* Records

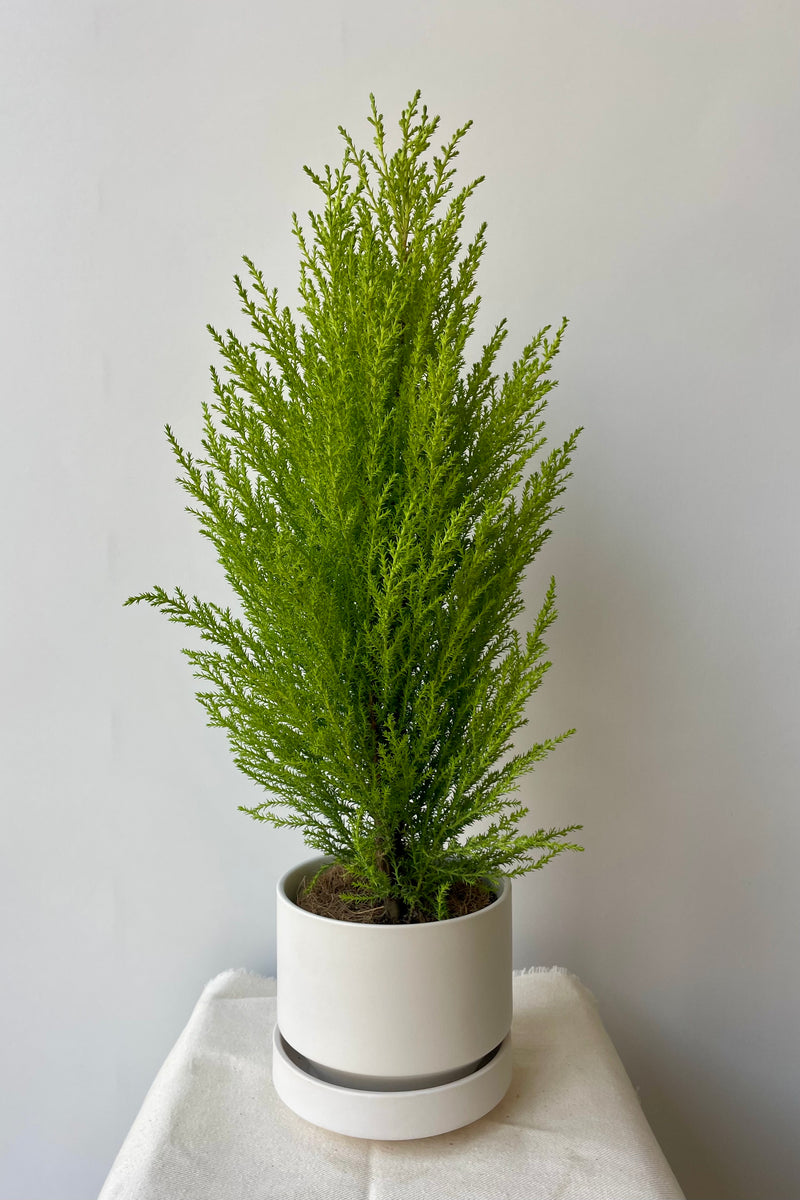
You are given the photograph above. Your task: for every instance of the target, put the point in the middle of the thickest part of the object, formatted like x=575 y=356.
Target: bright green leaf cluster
x=374 y=503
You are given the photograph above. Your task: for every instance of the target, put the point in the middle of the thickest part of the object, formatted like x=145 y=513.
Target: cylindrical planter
x=394 y=1008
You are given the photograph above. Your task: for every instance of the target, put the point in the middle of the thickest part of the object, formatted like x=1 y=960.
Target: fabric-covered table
x=570 y=1127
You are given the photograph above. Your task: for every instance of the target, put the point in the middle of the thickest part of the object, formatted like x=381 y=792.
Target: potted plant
x=374 y=502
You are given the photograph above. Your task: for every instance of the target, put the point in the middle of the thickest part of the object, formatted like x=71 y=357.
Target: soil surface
x=324 y=898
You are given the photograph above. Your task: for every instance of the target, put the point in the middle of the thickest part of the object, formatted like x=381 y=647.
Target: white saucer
x=390 y=1115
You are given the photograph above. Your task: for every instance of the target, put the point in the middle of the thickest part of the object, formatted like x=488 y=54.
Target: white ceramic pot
x=392 y=1008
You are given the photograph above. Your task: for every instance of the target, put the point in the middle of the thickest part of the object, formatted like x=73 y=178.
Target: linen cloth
x=570 y=1127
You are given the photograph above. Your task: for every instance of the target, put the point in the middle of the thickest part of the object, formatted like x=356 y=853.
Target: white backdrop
x=642 y=165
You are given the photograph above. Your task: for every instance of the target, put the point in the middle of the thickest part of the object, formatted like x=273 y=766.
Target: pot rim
x=501 y=897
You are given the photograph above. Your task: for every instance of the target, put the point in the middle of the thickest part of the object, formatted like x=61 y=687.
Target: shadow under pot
x=391 y=1031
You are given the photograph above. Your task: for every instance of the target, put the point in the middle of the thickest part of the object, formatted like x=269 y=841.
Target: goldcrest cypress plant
x=374 y=502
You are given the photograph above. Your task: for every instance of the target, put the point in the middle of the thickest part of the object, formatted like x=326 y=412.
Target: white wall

* Your task
Reproduce all of the records above word for word, and leave the picture out of your copy.

* Result of the exercise
You are given the photograph above. Your task: for every instance of the target, put the point in the middle of the thickest part of the object, formatted like x=575 y=356.
Target: bright green leaf cluster
x=374 y=503
You are given the photograph above. Your task: for every instance of the target, put the point in the middle of the thickest part of the object, formatted like x=145 y=513.
Target: cylindrical planter
x=394 y=1008
You are given the photograph above. Your task: for every instance of the target, put the point in the middle of the thickest part of the object, formatted like x=1 y=960.
Target: fabric-covered table
x=570 y=1127
You are given the photograph above. Your task: for every instance of the target, put the point in the middle of the thickest part of the object, formatted like x=381 y=792.
Target: potted plant
x=374 y=502
You are given the photograph above. Your task: for every instance of the target, put the point in the middle of the thickest part of the object, formatted like x=71 y=357.
Target: soil surface
x=324 y=898
You are given the photograph above. Your task: for every instance of the target, put the point in the middle of the thickest part of the object, formatted like x=381 y=647.
Target: white saucer
x=390 y=1115
You are given the photograph above. Your task: for every instance of the target, put the point in the middle of the thickest part of the object, formatted like x=488 y=54.
Target: white ceramic pot
x=392 y=1008
You are given the photograph above. Your task: for every instance of the target, put the point in the middle of the thickest part of the object, formatted like x=73 y=178.
Target: linen cloth
x=570 y=1127
You are given the photograph above. Your task: for every instance of the target, put the point in the middle of the thickest part of the object, formatted like x=356 y=853.
Target: white backdrop
x=642 y=165
You are given the photograph above. Your task: for every instance of the target, put the point in the middle of the thickest part of the object, formatted like x=273 y=766.
Target: pot rim
x=501 y=897
You are given the photograph above. Your task: for every instance of the target, put the point in the middle of the thickest part of the object, formatted like x=61 y=687.
Target: shadow under pot
x=391 y=1031
You are given the photograph above. Your task: for every instance of the target, put the point in the middle of the thickest part of the object, formatted like x=269 y=841.
Target: goldcrest cypress plant
x=374 y=502
You are given the photograph above. Your task: for every instance of the target, put the point in the middle of the thickest part of the object, formatted like x=326 y=412.
Target: white wall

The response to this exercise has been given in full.